■ **What needs to be done**:
Except for the pictures, retype the records that follow exactly.

■ **Supplied information**:
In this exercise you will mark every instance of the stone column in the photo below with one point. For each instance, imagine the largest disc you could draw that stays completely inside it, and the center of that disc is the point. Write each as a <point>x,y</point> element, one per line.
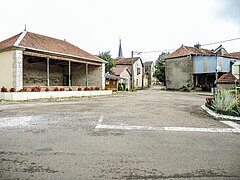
<point>18,69</point>
<point>103,75</point>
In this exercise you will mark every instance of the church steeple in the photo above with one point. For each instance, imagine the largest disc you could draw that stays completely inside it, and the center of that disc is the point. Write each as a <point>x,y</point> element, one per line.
<point>120,50</point>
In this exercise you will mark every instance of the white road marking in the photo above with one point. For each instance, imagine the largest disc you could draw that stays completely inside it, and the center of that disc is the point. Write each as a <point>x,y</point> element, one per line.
<point>173,129</point>
<point>231,124</point>
<point>15,121</point>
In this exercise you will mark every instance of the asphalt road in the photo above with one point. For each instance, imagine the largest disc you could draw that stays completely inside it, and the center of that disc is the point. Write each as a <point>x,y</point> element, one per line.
<point>140,135</point>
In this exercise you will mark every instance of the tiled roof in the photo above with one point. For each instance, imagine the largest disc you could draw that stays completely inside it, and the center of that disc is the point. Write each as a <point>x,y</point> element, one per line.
<point>186,50</point>
<point>48,44</point>
<point>234,54</point>
<point>227,78</point>
<point>126,61</point>
<point>118,70</point>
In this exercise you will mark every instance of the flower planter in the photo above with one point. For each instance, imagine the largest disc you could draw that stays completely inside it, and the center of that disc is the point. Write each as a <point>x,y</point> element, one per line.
<point>21,96</point>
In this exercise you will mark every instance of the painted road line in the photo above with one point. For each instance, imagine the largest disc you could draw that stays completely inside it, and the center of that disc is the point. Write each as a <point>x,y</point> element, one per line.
<point>231,124</point>
<point>171,129</point>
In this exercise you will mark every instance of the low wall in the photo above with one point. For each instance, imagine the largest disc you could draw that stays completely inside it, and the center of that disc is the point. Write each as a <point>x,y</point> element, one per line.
<point>21,96</point>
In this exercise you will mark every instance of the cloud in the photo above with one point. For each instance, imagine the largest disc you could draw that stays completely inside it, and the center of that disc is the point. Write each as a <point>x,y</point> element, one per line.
<point>230,10</point>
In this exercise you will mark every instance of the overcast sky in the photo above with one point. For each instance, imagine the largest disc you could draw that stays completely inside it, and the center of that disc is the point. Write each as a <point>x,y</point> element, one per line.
<point>143,25</point>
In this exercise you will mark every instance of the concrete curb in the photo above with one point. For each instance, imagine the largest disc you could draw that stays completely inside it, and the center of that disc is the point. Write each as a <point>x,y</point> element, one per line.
<point>219,116</point>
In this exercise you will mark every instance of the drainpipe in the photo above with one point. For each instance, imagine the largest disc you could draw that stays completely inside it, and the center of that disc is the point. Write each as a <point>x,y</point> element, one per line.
<point>86,74</point>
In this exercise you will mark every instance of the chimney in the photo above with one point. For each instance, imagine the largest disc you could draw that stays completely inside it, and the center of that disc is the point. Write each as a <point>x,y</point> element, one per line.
<point>197,45</point>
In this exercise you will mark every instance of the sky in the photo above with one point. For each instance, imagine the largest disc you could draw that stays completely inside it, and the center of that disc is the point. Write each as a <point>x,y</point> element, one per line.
<point>143,25</point>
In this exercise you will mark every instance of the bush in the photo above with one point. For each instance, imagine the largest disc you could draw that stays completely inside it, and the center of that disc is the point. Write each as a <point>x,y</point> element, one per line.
<point>3,89</point>
<point>12,90</point>
<point>24,89</point>
<point>225,101</point>
<point>36,89</point>
<point>209,100</point>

■ **Solution for this task**:
In this exercise you will mark every instance of the stone column in the photo below with one point. For each instance, imagine the largest disc you could draw that stays completely inside it, and the center of that disc is the point. Write each as a <point>x,y</point> element, one per line.
<point>18,69</point>
<point>103,75</point>
In this exercise you will mark every instance of the church steeple in the photo above with one point. For each instance, imagine the largest disc you could draw that stays completely inside it, and the center of that disc is the point. Write each as a <point>x,y</point> element, one per line.
<point>120,50</point>
In this exercise you will mark every instance of the white road marking in the photo above with one point. For each instance, imagine the largest disc you could draw that stays completely inside it, and the center of that disc is the point. Write each as a <point>x,y</point> element, one per line.
<point>173,129</point>
<point>231,124</point>
<point>15,121</point>
In this exercise you will mark every instance of the asphalt road in the photo above with one point. For each instance, imagine the largest disc you could draw that stays completely inside it, and the center of that disc is the point. Write each as a <point>x,y</point> element, one per line.
<point>140,135</point>
In this exercise you will mark every instance of the tiled roof in the photo above with one point. For each instance, imagine the largest disc you could draw that stays completely inside it, and the center of that disc is the point. Write each as a <point>x,y</point> element, one per line.
<point>186,50</point>
<point>48,44</point>
<point>234,54</point>
<point>227,78</point>
<point>126,61</point>
<point>118,70</point>
In this exercise you will mark every instance of the flower planter in the photo above with one point. For each instance, imagine the largest disc you could draw that stays completely inside it, and the center of that disc is the point. Write each as a <point>x,y</point> element, one per line.
<point>21,96</point>
In this exercise you will mark every instance of the painted road line in the photo above with one point. For each instance, imagine the largest disc you could draw that stays completely inside it, and the center of that disc is the point. Write each as a <point>x,y</point> element, one per line.
<point>231,124</point>
<point>171,129</point>
In this exercise you will mark every instance of the low wall in the photo above with one point. For each instance, imagine the largest disc you could draw that stays completely inside it, and the center of that disc is the point. Write each as a <point>x,y</point> element, one per line.
<point>21,96</point>
In this exercise you will mark every instance of the cloud in the photo above with one point. For each instance, imagine the largest disc you could draw that stays completely inside it, and the center of that disc is the point. Write each as a <point>x,y</point> element, one per line.
<point>230,10</point>
In this exercise you will mark every instance of the overcast sky in the photo above with one point. For each instance, imagine the largest disc you could draw that stays completely inside it, and the center of that disc is the point. Write each as a <point>x,y</point> element, one per line.
<point>143,25</point>
In this exercise you will mark every instance of the concrete curb in the photo above with one point. For each instance, imagine the largest disc you could draw that stays completely inside it, and the center of that disc is the point. Write each as a <point>x,y</point> element, one per line.
<point>219,116</point>
In this exercise you will mark every instance of the drainpipe in the photo above with one point. For each instance, imagine the largest disc you could draw that stays completely inside it, and the center of that disc is the point. Write each as a <point>x,y</point> element, one per line.
<point>86,74</point>
In this exercise you will mark every instance of the chimney in the photo above with one point. For each instance, imagine the largest disc you could draw that stays completely inside it, and the center of that disc is the point. Write each as a <point>x,y</point> element, one per line.
<point>197,45</point>
In this exercise you will mark every instance of the sky in the photo above with one point. For each instance, imagine the largest disc you could draw that stays completely inside it, and the center of that disc is the point. Write each as a <point>x,y</point> element, one per line.
<point>143,25</point>
In this exercise you will mark every instance of the bush in the photo above with one point. For each instance, imagine the largest disc you could draw that stays completely inside it, and the center of that disc is the point. Write each as a <point>x,y</point> element, one per line.
<point>3,89</point>
<point>12,90</point>
<point>24,89</point>
<point>225,101</point>
<point>36,89</point>
<point>209,100</point>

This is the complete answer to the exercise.